**What the task asks:** Carry the passage about the return flight with Chunk forward, starting after its last sentence.

That’s how I felt about my trip to Formentera—it met me, but I didn’t meet it.
* * *
• • •
On our return flight, Chunk and I had the two seats next to each other with the option of putting the partition up or down. We chose down.
Once Chunk and I were both comfortably settled in and each watching our respective movies, I popped a Xanax and then realized there was none left for Chunk. I didn’t want to knock myself out with Chunk awake, so I took one of my weaker sleeping pills I had brought and tried to get him to swallow it. After failing to get it down his throat for the third time, I opened the capsule and emptied it into about two ounces of water and Chunk drank it down.
I had been using Sonata ever since I learned how terrible Xanax was for your brain: the memory loss, the irritability the next day, the fact that it makes you dumb. I justified abusing it that week because of the Russian interference in my summer vacation. Right before I passed out, I wrapped Chunk’s leash around my waist and tucked it into the back of my jeans.
Hours later, a flight attendant shook me awake and told me that my dog was loose and running around the first-class cabin. The simple task of standing up suddenly became incredibly difficult to accomplish, as I was lying on my side and had one leg swung over Chunk’s seat, where his body had been. My body was confusing me, as was the situation. I could hear Chunk’s panting, which sounded almost maniacal. I stumbled through the first-class cabin in a fugue state, scared by the heavy throat-clearing, coughing sounds I was hearing—and at one point during all the confusion, I called out Brandon’s name.
When I found Chunk, he was licking the bathroom door with no leash in sight. I grabbed him by the collar and ushered him back to our double pod, where I had to force him to get back up on the seat. His tongue was almost touching the floor and there was foam on either side of his mouth. He looked like he had just snorted an eight ball.
I had never seen Chunk in that state before. I grabbed one of those miniature bottles of room temperature water they give you on planes, but thought Chunk would appreciate something more refreshing—like a Fresca—and then bounced back to reality and recognized I was talking about a dog who was on the verge of swallowing his own tongue. I started by pouring the water into the tiny plastic lid, but after Chunk almost swallowed that, I made a cup out of my hand and started pouring the water in there. When that didn’t suffice, I gave up and just started pouring the water directly into his mouth. He wouldn’t sit still and kept yanking his head around to get out, but I held him down, trying to get a handle on the situation. The shame that enveloped my double pod took the shape of two blankets I converted into a fort covering the tops of our seats in an effort to prevent the two of us from causing any more of a scene.

Entries from a dataset:
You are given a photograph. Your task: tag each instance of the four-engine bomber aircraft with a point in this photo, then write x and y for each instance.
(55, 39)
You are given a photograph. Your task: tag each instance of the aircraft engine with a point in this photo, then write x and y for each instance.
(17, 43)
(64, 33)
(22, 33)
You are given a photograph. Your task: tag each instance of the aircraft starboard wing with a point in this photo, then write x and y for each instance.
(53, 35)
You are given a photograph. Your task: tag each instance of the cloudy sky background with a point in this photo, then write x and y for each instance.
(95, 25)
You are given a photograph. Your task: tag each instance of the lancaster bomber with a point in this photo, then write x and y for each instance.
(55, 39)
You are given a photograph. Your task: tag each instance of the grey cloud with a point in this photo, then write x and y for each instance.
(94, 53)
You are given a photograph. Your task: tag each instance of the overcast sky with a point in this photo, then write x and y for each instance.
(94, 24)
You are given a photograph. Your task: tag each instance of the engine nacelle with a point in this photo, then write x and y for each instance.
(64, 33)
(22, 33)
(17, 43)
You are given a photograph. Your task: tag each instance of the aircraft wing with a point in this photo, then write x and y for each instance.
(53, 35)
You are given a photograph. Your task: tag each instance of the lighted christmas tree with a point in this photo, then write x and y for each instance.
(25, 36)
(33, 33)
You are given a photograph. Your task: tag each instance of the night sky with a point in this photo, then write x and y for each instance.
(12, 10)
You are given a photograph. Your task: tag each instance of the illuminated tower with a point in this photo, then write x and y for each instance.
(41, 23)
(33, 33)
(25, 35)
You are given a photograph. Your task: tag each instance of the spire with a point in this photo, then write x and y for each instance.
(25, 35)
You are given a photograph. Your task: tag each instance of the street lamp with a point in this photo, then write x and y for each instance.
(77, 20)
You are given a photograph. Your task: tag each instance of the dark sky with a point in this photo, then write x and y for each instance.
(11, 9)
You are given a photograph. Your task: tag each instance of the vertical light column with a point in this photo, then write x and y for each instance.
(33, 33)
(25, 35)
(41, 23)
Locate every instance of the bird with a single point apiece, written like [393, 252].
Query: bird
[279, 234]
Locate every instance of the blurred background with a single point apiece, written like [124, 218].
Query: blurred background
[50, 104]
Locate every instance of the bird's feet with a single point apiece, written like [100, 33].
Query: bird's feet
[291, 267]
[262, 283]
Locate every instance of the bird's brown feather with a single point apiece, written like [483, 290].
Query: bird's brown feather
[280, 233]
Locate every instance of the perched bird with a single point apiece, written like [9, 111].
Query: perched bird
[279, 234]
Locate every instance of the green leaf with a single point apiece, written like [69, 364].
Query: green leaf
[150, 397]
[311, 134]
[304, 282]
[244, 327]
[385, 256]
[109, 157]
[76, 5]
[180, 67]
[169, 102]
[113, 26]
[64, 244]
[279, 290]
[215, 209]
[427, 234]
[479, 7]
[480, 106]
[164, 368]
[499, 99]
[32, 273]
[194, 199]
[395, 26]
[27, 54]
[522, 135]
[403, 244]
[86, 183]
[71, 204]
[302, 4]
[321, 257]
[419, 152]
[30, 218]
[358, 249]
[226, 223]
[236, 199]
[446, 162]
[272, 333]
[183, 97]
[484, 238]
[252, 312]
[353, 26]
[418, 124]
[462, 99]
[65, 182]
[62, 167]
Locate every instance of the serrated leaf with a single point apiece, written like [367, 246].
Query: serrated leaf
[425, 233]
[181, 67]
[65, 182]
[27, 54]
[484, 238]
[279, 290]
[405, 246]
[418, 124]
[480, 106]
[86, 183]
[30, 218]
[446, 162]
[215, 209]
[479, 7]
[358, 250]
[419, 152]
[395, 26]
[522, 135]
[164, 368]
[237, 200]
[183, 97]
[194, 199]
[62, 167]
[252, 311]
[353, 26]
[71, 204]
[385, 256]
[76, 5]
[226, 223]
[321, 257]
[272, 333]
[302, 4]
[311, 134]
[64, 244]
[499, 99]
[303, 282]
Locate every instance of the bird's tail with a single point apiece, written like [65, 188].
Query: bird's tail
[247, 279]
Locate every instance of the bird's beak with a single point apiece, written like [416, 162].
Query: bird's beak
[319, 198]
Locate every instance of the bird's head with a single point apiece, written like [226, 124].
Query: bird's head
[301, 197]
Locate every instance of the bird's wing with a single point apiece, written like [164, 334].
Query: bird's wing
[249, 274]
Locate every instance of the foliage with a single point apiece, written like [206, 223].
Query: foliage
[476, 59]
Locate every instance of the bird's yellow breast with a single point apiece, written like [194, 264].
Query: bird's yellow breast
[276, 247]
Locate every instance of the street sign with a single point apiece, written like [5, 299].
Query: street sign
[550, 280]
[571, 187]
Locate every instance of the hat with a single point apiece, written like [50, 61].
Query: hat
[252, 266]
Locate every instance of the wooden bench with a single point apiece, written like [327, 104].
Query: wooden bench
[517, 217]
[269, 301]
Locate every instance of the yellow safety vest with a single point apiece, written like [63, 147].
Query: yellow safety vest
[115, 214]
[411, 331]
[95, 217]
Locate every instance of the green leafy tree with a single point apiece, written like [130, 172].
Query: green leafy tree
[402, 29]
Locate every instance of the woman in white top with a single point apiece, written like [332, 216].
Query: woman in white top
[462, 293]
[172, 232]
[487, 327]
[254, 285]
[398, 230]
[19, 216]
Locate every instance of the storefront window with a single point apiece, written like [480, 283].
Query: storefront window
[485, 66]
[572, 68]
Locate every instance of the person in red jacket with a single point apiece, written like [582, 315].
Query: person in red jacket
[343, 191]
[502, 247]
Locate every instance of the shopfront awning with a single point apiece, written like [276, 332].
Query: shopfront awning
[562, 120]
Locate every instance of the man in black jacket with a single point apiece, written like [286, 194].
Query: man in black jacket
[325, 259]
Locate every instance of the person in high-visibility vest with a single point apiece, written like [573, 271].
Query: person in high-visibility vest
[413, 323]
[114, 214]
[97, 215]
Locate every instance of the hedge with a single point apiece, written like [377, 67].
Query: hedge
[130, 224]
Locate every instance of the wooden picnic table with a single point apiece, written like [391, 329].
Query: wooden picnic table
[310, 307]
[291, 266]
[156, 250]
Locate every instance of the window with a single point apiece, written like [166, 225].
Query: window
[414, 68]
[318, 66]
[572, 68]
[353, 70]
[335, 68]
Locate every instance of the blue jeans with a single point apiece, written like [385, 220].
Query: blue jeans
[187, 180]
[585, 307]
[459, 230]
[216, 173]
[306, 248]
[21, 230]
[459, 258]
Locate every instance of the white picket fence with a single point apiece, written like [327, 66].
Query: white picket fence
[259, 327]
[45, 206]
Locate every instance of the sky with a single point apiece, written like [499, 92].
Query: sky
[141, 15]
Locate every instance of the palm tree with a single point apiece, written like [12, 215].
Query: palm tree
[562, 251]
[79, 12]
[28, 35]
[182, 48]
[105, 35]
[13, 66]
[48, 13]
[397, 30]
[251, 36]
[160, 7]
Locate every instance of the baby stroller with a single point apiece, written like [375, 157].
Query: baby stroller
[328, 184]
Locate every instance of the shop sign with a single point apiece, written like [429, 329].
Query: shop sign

**Exercise output:**
“Can I get some more water bottles and a bowl?” I whispered, peeking out from under the covers.
“I don’t work here,” the passenger across the aisle said, as she sat back down in her assigned seat. The procuring of water became a tricky endeavor, as I couldn’t leave Chunk to his own devices and I couldn’t find his leash. I looked around for the call button, which I generally try to avoid using because of how rude it seems. I also made a mental note of possibly installing that option when I got home to Bel-Air. Brandon would love a bell.
When I stood up to press the button above my head, Chunk made a run for it. I dove over my seat, grabbing his tail. I hit the floor face-first and felt a sharp burn around my stomach. I discovered that Chunk’s leash was wrapped around my waist, under my shirt. In my delirium, instead of fastening the clip of the leash to Chunk’s collar, I had clipped it to one of the belt loops on my jeans.
“Can we please get him an entrée?” I asked the flight attendant from the floor, when she headed over to me with three large bottles of water.
When the flight attendant looked at me sideways, I told her I was pregnant. Once I got Chunk nicely settled with his second gallon of water and a bowl, I looked at the map in front of my seat, which told me there were six hours left of our flight to Los Angeles.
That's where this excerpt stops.